● **Отрывок из источника**:
┄┄┄┄┄┄┄┄┄┄
Метафизика национализма
Продолжение
2.
Вышеупомянутое мнение Шопенгауэра по поводу того, что национальная
гордость является отрицательным свойством индивидуальности, базировалось
у него на том, что она есть свойство примитивное и принадлежащее
воле, инстинкту. То есть, перефразируя философа, можно сказать,
что национализм – это примитивность. И чем явственнее в нации
проявляется национализм во внешних действиях, тем более нация
примитивна вообще. Суть вопроса состоит в том, что примитив гордится
своей примитивностью и выбирает именно общество таких же, как
и он сам, примитивов. Наиболее яркий пример – цыгане. (Хотя американцы
и британцы в своей агрессивности и алчности являют тот же базисный
примитивизм, лишь прикрытый налётом цивилизованности и лицемерием.)
Цыгане, как известно, высоко ценят свою безграмотность и то, что
они якобы не умеют ничего делать. Говорят, что сложился отрицательный
стереотип о цыганах. Вроде бы, на самом деле, они другие. Безусловно,
есть маленькая часть цыган, которые не принадлежат к торговцам
наркотиков, воров, мошенников, грабителей, но только малая часть.
┄┄┄┄┄┄┄┄┄┄
● **Условие задачи**:
Ответьте на вопросы по отрывку о метафизике национализма.
1. Чьё мнение о национальной гордости упоминается в начале отрывка?
2. Каким свойством, по этому мнению, является национальная гордость и чему она принадлежит?
3. Как, согласно отрывку, связаны внешние проявления национализма в нации и степень её примитивности?
Этот материал для работы не понадобится.

● **Предоставленный материал**:
┄┄┄┄┄┄┄┄┄┄
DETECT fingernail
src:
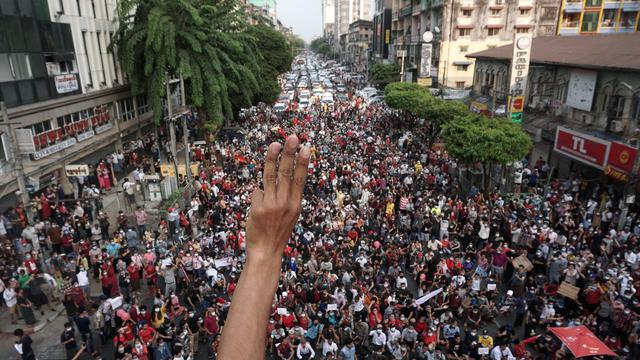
┄┄┄┄┄┄┄┄┄┄
● **Ответ к задаче**:
1. Упоминается мнение Шопенгауэра.
2. Национальная гордость названа свойством примитивным и принадлежащим воле, инстинкту.
3. Чем явственнее национализм проявляется в нации во внешних действиях, тем более нация примитивна вообще.